§ What you need to do
Reproduce each of the following lines verbatim, in the order given.

§ Provided records
★ ★ ★ ★ ★

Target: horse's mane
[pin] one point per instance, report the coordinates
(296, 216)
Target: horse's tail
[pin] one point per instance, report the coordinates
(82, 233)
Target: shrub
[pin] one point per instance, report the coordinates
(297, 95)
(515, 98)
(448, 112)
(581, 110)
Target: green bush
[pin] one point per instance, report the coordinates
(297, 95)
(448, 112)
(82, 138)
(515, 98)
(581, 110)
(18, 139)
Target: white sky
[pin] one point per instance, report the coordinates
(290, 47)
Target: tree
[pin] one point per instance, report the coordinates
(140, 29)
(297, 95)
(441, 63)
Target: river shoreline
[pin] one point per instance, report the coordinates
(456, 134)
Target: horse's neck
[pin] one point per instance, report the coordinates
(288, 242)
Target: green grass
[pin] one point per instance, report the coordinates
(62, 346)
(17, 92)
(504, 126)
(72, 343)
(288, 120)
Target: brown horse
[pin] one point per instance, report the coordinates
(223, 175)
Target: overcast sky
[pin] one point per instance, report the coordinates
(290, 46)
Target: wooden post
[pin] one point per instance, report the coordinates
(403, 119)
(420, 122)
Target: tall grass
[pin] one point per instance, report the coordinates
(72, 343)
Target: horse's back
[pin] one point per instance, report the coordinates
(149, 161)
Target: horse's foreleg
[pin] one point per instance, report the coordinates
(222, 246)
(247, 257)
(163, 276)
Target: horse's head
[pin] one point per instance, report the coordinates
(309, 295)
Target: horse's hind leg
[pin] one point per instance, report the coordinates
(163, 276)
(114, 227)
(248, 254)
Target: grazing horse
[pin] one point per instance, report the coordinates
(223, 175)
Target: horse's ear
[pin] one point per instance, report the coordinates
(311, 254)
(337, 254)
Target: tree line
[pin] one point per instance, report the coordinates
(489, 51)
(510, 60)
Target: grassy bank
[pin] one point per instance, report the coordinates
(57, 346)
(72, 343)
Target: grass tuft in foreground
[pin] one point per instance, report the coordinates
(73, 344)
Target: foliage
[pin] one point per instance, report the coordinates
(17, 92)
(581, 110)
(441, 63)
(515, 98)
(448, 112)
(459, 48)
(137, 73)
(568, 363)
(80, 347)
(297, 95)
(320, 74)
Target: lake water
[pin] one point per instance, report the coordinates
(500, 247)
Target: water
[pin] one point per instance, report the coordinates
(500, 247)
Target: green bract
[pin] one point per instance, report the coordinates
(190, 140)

★ ★ ★ ★ ★

§ Task output
Target: horse's mane
[pin] one point per instance, report the coordinates
(296, 216)
Target: horse's tail
[pin] one point per instance, report the coordinates
(82, 233)
Target: shrub
[pin] one point per instance, report the coordinates
(297, 95)
(515, 98)
(448, 112)
(581, 110)
Target: green bush
[pin] one point per instance, report the coordinates
(297, 95)
(448, 112)
(82, 138)
(515, 98)
(581, 110)
(18, 139)
Target: white sky
[pin] one point per instance, report the coordinates
(290, 47)
Target: tree
[pin] one point per instance, report the coordinates
(140, 29)
(297, 95)
(441, 63)
Target: river shoreline
[pin] one point per instance, report the coordinates
(456, 134)
Target: horse's neck
[pin] one point per instance, report the coordinates
(288, 242)
Target: green grass
[pin] one point per instance, report the coordinates
(62, 346)
(17, 92)
(504, 126)
(72, 343)
(288, 120)
Target: brown horse
[pin] one point per instance, report the coordinates
(223, 175)
Target: overcast sky
[pin] one point per instance, report the coordinates
(290, 46)
Target: wooden post
[pin] one point per instance, report the coordinates
(403, 119)
(420, 122)
Target: tall grass
[pin] one point per instance, report the coordinates
(72, 343)
Target: horse's back
[pin] one point per instance, report the coordinates
(149, 161)
Target: horse's foreleg
[pin] one point per instance, report the coordinates
(222, 246)
(247, 257)
(163, 276)
Target: horse's head
[pin] one point per instance, report the coordinates
(309, 295)
Target: horse's hind leg
[pin] one point per instance, report the coordinates
(163, 276)
(114, 227)
(248, 254)
Target: grazing horse
[pin] one point per instance, report the coordinates
(223, 175)
Target: horse's ear
[pin] one point per instance, report the coordinates
(311, 254)
(337, 254)
Target: tree line
[pin] one point per instance, report the coordinates
(489, 51)
(510, 60)
Target: grassy bank
[pin] one point per instance, report the coordinates
(57, 346)
(72, 343)
Target: grass tuft in foreground
[pin] one point per instance, report the coordinates
(73, 344)
Target: foliage
[pin] one point per instance, report the coordinates
(17, 92)
(581, 110)
(441, 63)
(515, 98)
(448, 112)
(459, 48)
(137, 73)
(568, 363)
(80, 347)
(297, 95)
(320, 74)
Target: lake water
[pin] one point per instance, report the coordinates
(500, 247)
Target: water
[pin] one point per instance, report the coordinates
(500, 247)
Target: green bract
[pin] one point per instance, report the coordinates
(190, 140)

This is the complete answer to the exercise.